» **Что требуется**
1. Пожалуйста, перепишите без изменений фрагмент текстового блока: начните с места, где стоят слова «На мой взгляд, алгоритм», и остановитесь после слов «конъюнктуры макро-и мезоуровней.».
2. Назовите все составляющие, от сочетания которых, по данным текстового блока, зависят алгоритм развития и соотношение типов социологии.

» **Текстовый блок**
Laboratorium. 2009. No. 1: 190-194
РУДНОСТИ ПРОГНОЗА
Лилия Сагитова
Прежде всего хотелось бы поблагодарить Майкла Буравого за столь интересную рефлексию состояния современной социологии. Вынесенный в публичное пространство опыт наблюдения и участия в различающихся социологических полях полезен по двум причинам. Во-первых, апелляция автора к Пьеру Бурдьё оказалась, на мой взгляд, плодотворной и помогла выстроить вполне операциональную типологию, использование которой помогает лучше понять состояние и специфику развития нашей дисциплины. Вторая причина — тот сильный импульс к размышлению, который возникает по прочтении статьи. Майкл Буравой сумел в коротком объеме сконцентрировать мозаику национальных социологий, предоставляя тем самым возможность их сопоставления. Для меня, пожалуй, самым ценным стал именно этот аспект — сравнительный анализа региональных отличий вместе с попыткой осмысления их генезиса, а также стремление автора, используя эту призму, понять специфику социологического поля современной России.
На мой взгляд, алгоритм развития и соотношение приведенных Майклом Буравым типов социологии зависят от сочетания нескольких составляющих. Первая — развитость / неразвитость каналов артикуляции социальных интересов. Вторая — специфика института публичности в том или ином регионе, сложившаяся в ходе его исторического развития. Третья — особенности социально-политической конъюнктуры макро-и мезоуровней.
Преобладание профессионализации дисциплины (академической социологии) в Америке, о которой говорит автор, можно рассматривать как следствие того, что в США сложились стабильные каналы артикулирования социальных и групповых интересов в рамках партийной деятельности, хорошо развитых церковных, этнических communities, профсоюзов и различных профессиональных корпораций. Возможность решения социальных проблем в рамках перечисленных институтов, возможно, снижает востребованность активного развития публичной социологии. А развитая дифференциация рынка труда и тенденция к узкой профессионализации способствуют преобладанию профессиональной социологии.

» **Предоставленный материал**
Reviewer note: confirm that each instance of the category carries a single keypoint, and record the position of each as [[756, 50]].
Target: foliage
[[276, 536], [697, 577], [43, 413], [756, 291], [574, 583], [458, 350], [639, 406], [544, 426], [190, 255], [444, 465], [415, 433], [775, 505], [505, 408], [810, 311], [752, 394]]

» **Готовые ответы**
1.
На мой взгляд, алгоритм развития и соотношение приведенных Майклом Буравым типов социологии зависят от сочетания нескольких составляющих. Первая — развитость / неразвитость каналов артикуляции социальных интересов. Вторая — специфика института публичности в том или ином регионе, сложившаяся в ходе его исторического развития. Третья — особенности социально-политической конъюнктуры макро-и мезоуровней.

2.
1. Развитость или неразвитость каналов артикуляции социальных интересов.
2. Специфика института публичности в том или ином регионе, сложившаяся в ходе его исторического развития.
3. Особенности социально-политической конъюнктуры макро- и мезоуровней.